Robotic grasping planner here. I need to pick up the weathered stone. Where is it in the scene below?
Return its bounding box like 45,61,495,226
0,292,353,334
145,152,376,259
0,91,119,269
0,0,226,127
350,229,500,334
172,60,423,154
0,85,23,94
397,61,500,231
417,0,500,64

____

• [Directive]: Present every row above as a numbered list, omitting any blank lines.

• [Expected output]:
1. Robotic grasping planner here. I need to pick up the weathered stone. Where is it in the scene below?
2. Return its bounding box like 45,61,495,226
3. 0,292,353,334
4. 145,152,376,259
5. 0,91,119,269
6. 0,0,226,127
7. 350,229,500,334
8. 172,60,423,154
9. 0,85,23,94
10. 397,61,500,231
11. 417,0,500,64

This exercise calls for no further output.